According to the passage below about the connector's double-locking member, by roughly how much is length B of the partitions 17 reduced compared with the conventional unit?

• [Extracted text]:
####################

First, the four locking parts on the double-locking member 13 are inserted in the temporary locking holes 21 on each end of the corresponding insulated housing 11 as a standard step which enables electrical contacts 30 to be inserted in the contact housing chambers 10. The first locking member 22 on the double-locking member 13 locks onto the locking pawl 23 of the insulated housing 11 and the double-locking member 13 is set at the temporary locking position. In this position, the partitions 18 of the insulated housing 11 and the partitions 17 of the double-locking member 13 are arrayed on the same flat surface and the electrical contacts 30 which are inserted through the openings 16 of the double-locking member 13 can be guided smoothly in the direction of arrow A.In the present invention, the partitions 18 of the insulated housing 11 also extend longer in the direction of double-locking member 13 than the conventional one. This makes the spaces between the corresponding partitions 17 and 18 in the temporary locking position extremely small. As a result, electrical contacts 30 can be inserted quite smoothly without any problems arising such as the front end making contact with the end part of the partitions 18 of the insulated housing 11 and the back end of the electrical contacts 30 becoming caught between both partitions 17 and 18 when the electrical contacts 30 are inserted. Length B of the partitions 17 of the double locking member 13 is reduced by approximately 50% compared to the conventional unit. This makes it possible to upgrade the operability when the doublelocking member 13 is used.When there is a so-called "incompletely inserted electrical contact" as when insertion of the electrical contact 30 is stopped halfway in the condition indicated in Figure 3A, the end surfaces of both partitions 17 and 18 make contact with each other since partition 17 makes contact with the double-locking barrel.of the electrical contact 30 even if the double-locking member 13 is pushed in the direction of the arrow A and the double-locking member 13 is not inserted into housing 11 any further.

####################

• [Stored data]:
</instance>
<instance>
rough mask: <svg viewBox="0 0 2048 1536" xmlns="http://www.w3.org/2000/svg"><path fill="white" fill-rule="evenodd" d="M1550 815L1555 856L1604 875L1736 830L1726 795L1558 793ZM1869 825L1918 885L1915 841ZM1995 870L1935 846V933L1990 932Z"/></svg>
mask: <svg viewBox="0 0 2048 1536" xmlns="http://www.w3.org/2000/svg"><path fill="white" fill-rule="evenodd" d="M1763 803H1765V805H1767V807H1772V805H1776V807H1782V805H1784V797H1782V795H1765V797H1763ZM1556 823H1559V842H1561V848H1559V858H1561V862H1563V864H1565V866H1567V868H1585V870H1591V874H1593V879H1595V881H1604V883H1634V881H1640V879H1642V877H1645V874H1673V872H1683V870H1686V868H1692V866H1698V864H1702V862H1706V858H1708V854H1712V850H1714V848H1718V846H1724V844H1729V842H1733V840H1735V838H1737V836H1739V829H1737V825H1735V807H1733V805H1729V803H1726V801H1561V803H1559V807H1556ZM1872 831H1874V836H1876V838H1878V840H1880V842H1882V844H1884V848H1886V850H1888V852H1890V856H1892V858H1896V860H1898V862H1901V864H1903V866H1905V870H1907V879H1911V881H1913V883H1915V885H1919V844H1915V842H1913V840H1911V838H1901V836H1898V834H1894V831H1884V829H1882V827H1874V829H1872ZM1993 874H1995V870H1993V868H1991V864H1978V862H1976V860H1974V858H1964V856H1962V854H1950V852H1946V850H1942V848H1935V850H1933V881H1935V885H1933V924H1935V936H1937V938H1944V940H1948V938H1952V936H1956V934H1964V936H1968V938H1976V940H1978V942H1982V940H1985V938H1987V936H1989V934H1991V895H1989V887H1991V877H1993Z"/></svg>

####################

• [Result for this task]: By approximately 50%.